__Task brief__
Rewrite all of the data below as a numbered list, skipping any blank lines and leaving the pictures out.

__Extracted material__

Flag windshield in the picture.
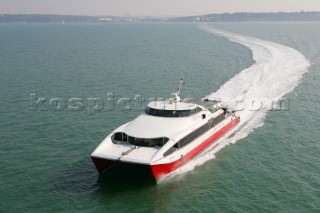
[145,107,202,117]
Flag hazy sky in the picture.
[0,0,320,16]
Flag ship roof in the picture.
[148,100,198,111]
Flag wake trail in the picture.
[158,26,310,183]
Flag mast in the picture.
[171,78,186,102]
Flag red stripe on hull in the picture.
[91,157,116,173]
[151,117,240,179]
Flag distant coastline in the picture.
[0,11,320,23]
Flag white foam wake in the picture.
[160,26,310,183]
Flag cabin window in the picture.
[145,107,195,118]
[179,124,209,147]
[129,136,169,147]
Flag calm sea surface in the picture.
[0,23,320,212]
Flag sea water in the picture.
[0,23,320,212]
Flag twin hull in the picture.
[91,116,240,181]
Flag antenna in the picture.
[171,78,186,102]
[177,78,186,95]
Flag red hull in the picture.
[151,117,240,180]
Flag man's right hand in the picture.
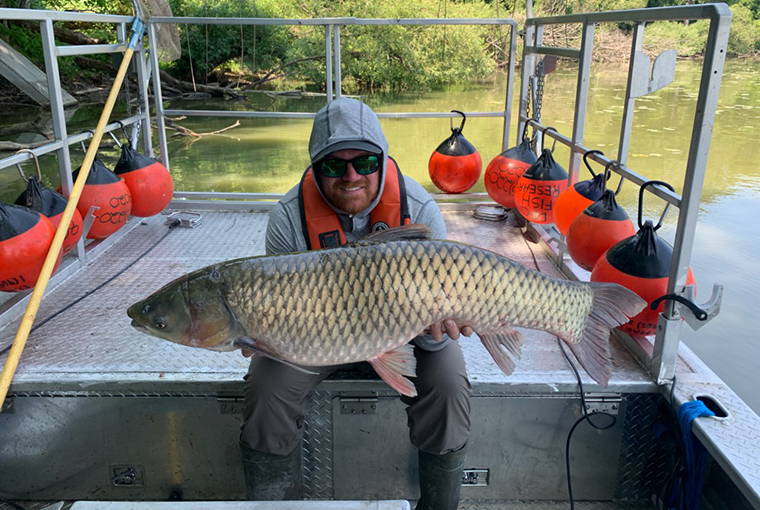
[424,319,473,342]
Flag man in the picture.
[240,98,472,510]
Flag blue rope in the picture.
[678,400,715,510]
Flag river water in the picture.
[0,57,760,412]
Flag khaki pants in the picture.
[240,342,472,455]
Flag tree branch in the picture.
[240,55,325,90]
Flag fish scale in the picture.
[129,225,645,396]
[229,241,568,365]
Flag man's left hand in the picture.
[424,319,473,342]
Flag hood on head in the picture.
[309,97,388,212]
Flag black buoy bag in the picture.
[484,137,536,209]
[114,143,174,218]
[0,202,61,292]
[590,181,695,336]
[428,110,483,193]
[15,176,83,255]
[515,143,567,224]
[66,156,132,239]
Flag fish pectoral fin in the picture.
[232,336,317,375]
[368,344,417,397]
[478,326,522,375]
[352,223,433,246]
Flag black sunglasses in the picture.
[314,154,380,177]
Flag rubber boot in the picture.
[416,445,467,510]
[240,442,302,501]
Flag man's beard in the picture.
[320,179,378,214]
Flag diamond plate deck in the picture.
[0,211,655,394]
[0,207,760,510]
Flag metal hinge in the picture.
[0,395,16,414]
[165,211,203,228]
[216,397,243,414]
[108,465,145,487]
[340,397,377,414]
[585,393,623,415]
[462,469,490,487]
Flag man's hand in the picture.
[423,319,473,342]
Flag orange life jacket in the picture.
[298,157,411,250]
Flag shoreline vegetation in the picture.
[0,0,760,116]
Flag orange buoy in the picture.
[72,156,132,239]
[0,202,61,292]
[591,181,695,335]
[114,143,174,218]
[15,176,84,255]
[515,143,567,223]
[554,151,609,235]
[483,136,536,209]
[566,189,636,271]
[428,110,483,193]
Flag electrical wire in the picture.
[510,208,616,510]
[0,219,181,356]
[654,375,688,510]
[0,498,26,510]
[557,337,617,510]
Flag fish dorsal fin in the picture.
[478,325,522,375]
[233,336,317,375]
[354,223,433,244]
[368,344,417,397]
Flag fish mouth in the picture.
[132,319,148,332]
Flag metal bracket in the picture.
[108,465,145,487]
[216,397,243,414]
[652,283,723,331]
[585,393,623,416]
[0,395,16,414]
[629,50,677,97]
[340,397,377,414]
[82,205,100,239]
[164,211,203,228]
[462,469,490,487]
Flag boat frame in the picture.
[0,4,760,509]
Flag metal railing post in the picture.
[617,23,645,166]
[333,25,342,99]
[148,22,171,171]
[136,44,153,158]
[515,25,536,145]
[40,19,86,260]
[652,4,731,384]
[325,25,333,103]
[501,24,519,152]
[568,23,594,183]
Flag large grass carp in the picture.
[128,225,646,396]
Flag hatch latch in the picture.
[164,211,203,228]
[650,283,723,331]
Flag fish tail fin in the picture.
[561,282,646,387]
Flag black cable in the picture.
[0,498,26,510]
[655,375,689,510]
[513,212,541,273]
[0,219,181,356]
[557,337,617,510]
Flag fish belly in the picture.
[223,241,585,366]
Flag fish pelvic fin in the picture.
[232,336,317,375]
[353,223,433,246]
[560,282,646,388]
[368,344,417,397]
[478,325,522,375]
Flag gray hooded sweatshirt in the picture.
[266,97,450,351]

__Task result__
1. Flag windshield in the picture.
2. [145,107,202,117]
3. Flag hazy sky in the picture.
4. [0,0,320,16]
5. Flag ship roof in the picture.
6. [148,100,198,111]
7. Flag wake trail in the picture.
8. [158,26,310,183]
9. Flag mast in the picture.
10. [171,78,186,102]
11. Flag red stripe on hull in the picture.
12. [91,157,116,173]
13. [151,117,240,179]
14. Flag distant coastline in the picture.
15. [0,11,320,23]
16. Flag white foam wake in the picture.
17. [160,26,310,183]
18. Flag cabin window in the picture.
19. [145,107,195,118]
20. [179,124,209,147]
21. [129,136,169,147]
22. Flag calm sea surface in the picture.
23. [0,23,320,212]
24. Flag sea water in the picture.
25. [0,23,320,212]
26. Flag twin hull in the picture.
27. [91,116,240,181]
28. Flag antenna in the picture.
29. [171,78,186,102]
30. [177,78,186,95]
31. Flag red hull in the picture.
32. [151,117,240,180]
33. Flag man's right hand in the picture.
34. [424,319,473,342]
35. Flag man in the picture.
36. [240,98,472,510]
37. Flag blue rope in the picture.
38. [678,400,715,510]
39. Flag river water in the picture.
40. [0,57,760,412]
41. Flag khaki pants in the picture.
42. [240,342,472,455]
43. Flag tree branch in the picture.
44. [240,55,325,90]
45. Flag fish scale in the picture.
46. [129,225,645,396]
47. [229,241,568,365]
48. Flag man's left hand in the picture.
49. [424,319,473,342]
50. Flag hood on head in the picture.
51. [309,97,388,212]
52. Flag black buoy bag in the picture.
53. [484,137,536,209]
54. [114,143,174,218]
55. [0,202,61,292]
56. [590,181,695,336]
57. [428,110,483,193]
58. [15,176,83,255]
59. [515,143,567,224]
60. [66,156,132,239]
61. Flag fish pectoral fin in the picture.
62. [232,336,317,375]
63. [368,344,417,397]
64. [478,326,522,375]
65. [352,223,433,246]
66. Flag black sunglasses in the picture.
67. [314,154,380,177]
68. Flag rubber boot in the picture.
69. [416,445,467,510]
70. [240,442,302,501]
71. Flag man's beard in the picture.
72. [320,179,378,214]
73. Flag diamond plate deck in the picture.
74. [0,211,655,394]
75. [0,207,760,510]
76. Flag metal hinge in the picture.
77. [0,395,16,414]
78. [165,211,203,228]
79. [216,397,243,414]
80. [108,465,145,487]
81. [340,397,377,414]
82. [585,393,623,415]
83. [462,469,490,487]
84. Flag man's hand in the picture.
85. [423,319,473,342]
86. Flag orange life jacket in the picture.
87. [298,157,411,250]
88. Flag shoreline vegetation in the picture.
89. [0,0,760,116]
90. Flag orange buoy in the picture.
91. [72,156,132,239]
92. [0,202,61,292]
93. [591,181,695,335]
94. [114,143,174,218]
95. [15,176,84,255]
96. [515,143,567,223]
97. [554,151,609,235]
98. [483,136,536,209]
99. [566,189,636,271]
100. [428,110,483,193]
101. Flag electrical wire in the picture.
102. [510,208,616,510]
103. [0,219,181,356]
104. [654,375,688,510]
105. [0,498,26,510]
106. [557,337,617,510]
107. Flag fish dorsal fin in the picture.
108. [478,325,522,375]
109. [233,336,317,375]
110. [354,223,433,244]
111. [368,344,417,397]
112. Flag fish mouth in the picture.
113. [132,319,148,332]
114. Flag metal bracket in the picture.
115. [108,465,145,487]
116. [216,397,243,414]
117. [652,283,723,331]
118. [585,393,623,416]
119. [0,395,16,414]
120. [629,50,677,97]
121. [340,397,377,414]
122. [82,205,100,239]
123. [164,211,203,228]
124. [462,469,490,487]
125. Flag boat frame in the picture.
126. [0,4,760,509]
127. Flag metal railing post in the picture.
128. [617,23,645,166]
129. [333,25,342,99]
130. [148,22,171,171]
131. [136,44,153,158]
132. [515,25,536,145]
133. [40,19,86,260]
134. [652,4,731,384]
135. [325,25,333,103]
136. [501,24,519,152]
137. [568,23,594,183]
138. Flag large grass carp in the picture.
139. [128,225,646,396]
140. Flag hatch latch in the picture.
141. [164,211,203,228]
142. [650,283,723,331]
143. Flag fish tail fin in the picture.
144. [561,282,646,387]
145. Flag black cable in the picture.
146. [0,498,26,510]
147. [655,375,689,510]
148. [513,212,541,273]
149. [0,219,181,356]
150. [557,337,617,510]
151. Flag fish belly in the picture.
152. [223,241,585,366]
153. Flag fish pelvic fin in the picture.
154. [232,336,317,375]
155. [353,223,433,246]
156. [560,282,646,388]
157. [368,344,417,397]
158. [478,325,522,375]
159. Flag gray hooded sweatshirt in the picture.
160. [266,97,450,351]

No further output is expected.